* _Stored dataset items_:
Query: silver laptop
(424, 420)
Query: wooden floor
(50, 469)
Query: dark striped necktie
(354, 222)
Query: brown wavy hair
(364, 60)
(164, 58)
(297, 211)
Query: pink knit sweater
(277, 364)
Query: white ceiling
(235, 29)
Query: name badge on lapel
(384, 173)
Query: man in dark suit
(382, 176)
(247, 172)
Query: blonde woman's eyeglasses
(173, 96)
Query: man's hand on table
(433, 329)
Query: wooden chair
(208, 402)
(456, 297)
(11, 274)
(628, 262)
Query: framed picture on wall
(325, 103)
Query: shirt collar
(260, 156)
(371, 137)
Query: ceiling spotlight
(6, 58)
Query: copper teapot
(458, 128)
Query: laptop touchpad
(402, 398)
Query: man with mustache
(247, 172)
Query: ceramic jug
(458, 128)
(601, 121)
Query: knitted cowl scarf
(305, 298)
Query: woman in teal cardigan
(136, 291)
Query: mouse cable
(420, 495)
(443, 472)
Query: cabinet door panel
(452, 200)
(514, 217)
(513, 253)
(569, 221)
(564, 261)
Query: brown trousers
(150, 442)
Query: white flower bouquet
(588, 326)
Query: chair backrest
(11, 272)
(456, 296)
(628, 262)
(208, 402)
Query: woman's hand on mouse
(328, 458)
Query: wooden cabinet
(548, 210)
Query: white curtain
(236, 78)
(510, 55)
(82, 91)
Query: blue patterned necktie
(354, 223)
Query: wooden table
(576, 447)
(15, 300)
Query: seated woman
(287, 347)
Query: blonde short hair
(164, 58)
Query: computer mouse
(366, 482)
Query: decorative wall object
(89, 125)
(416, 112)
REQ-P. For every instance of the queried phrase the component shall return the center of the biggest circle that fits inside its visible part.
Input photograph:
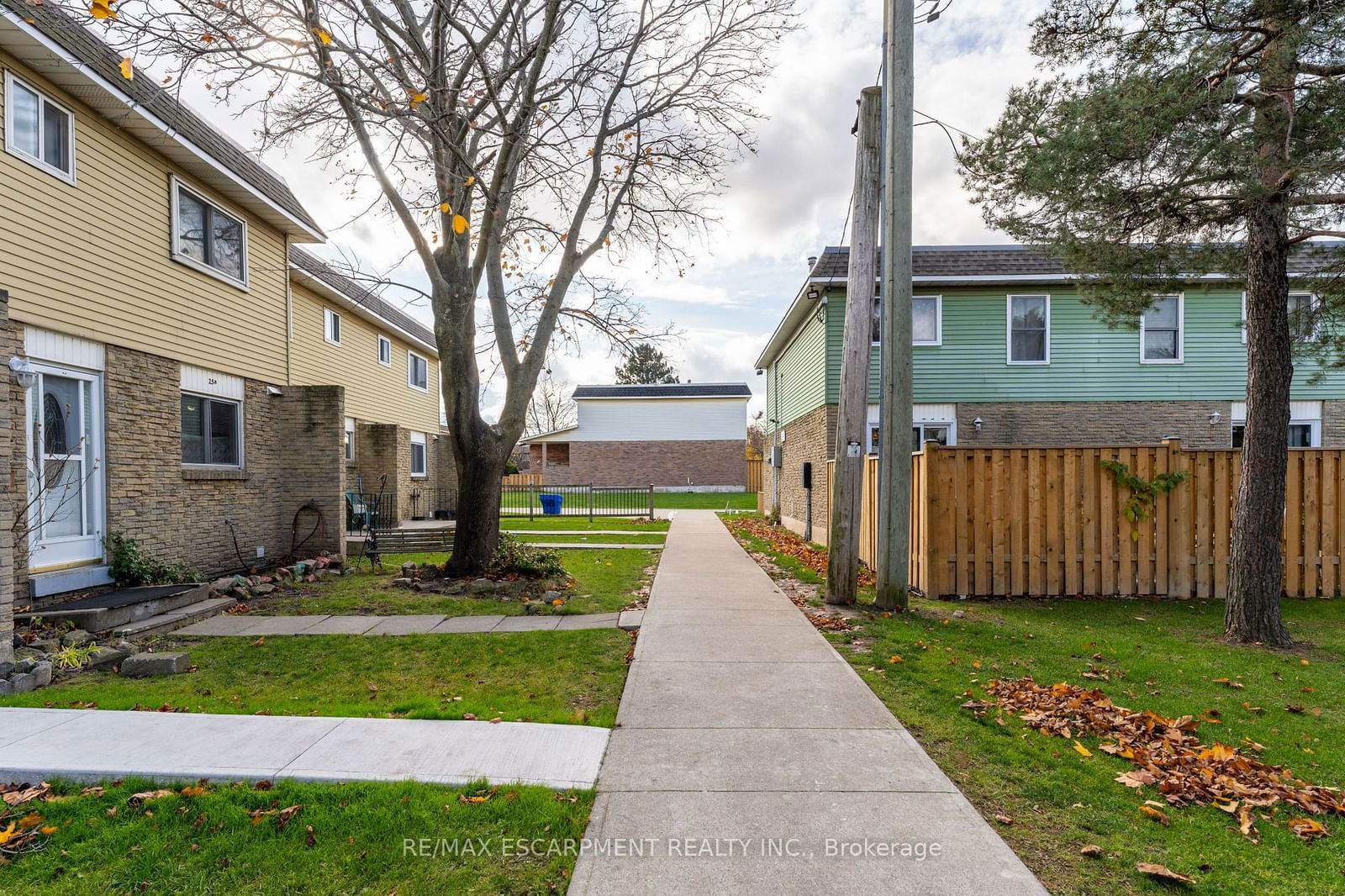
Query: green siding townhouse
(1005, 353)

* _What is being asked_: Only the lines from the one containing "Query: seated woman" through the final line of the records should be retyped, exactly, with every picture omitted.

* _Answer_:
Query: seated woman
(287, 347)
Query: blonde short hair
(164, 58)
Query: computer mouse
(366, 482)
Query: decorative wall object
(89, 125)
(416, 112)
REQ-P. For every instance of the queried phrase the component shall return the center of the biggest circle that fits inside its visible part.
Input photograph:
Query: green siding townhouse
(1005, 353)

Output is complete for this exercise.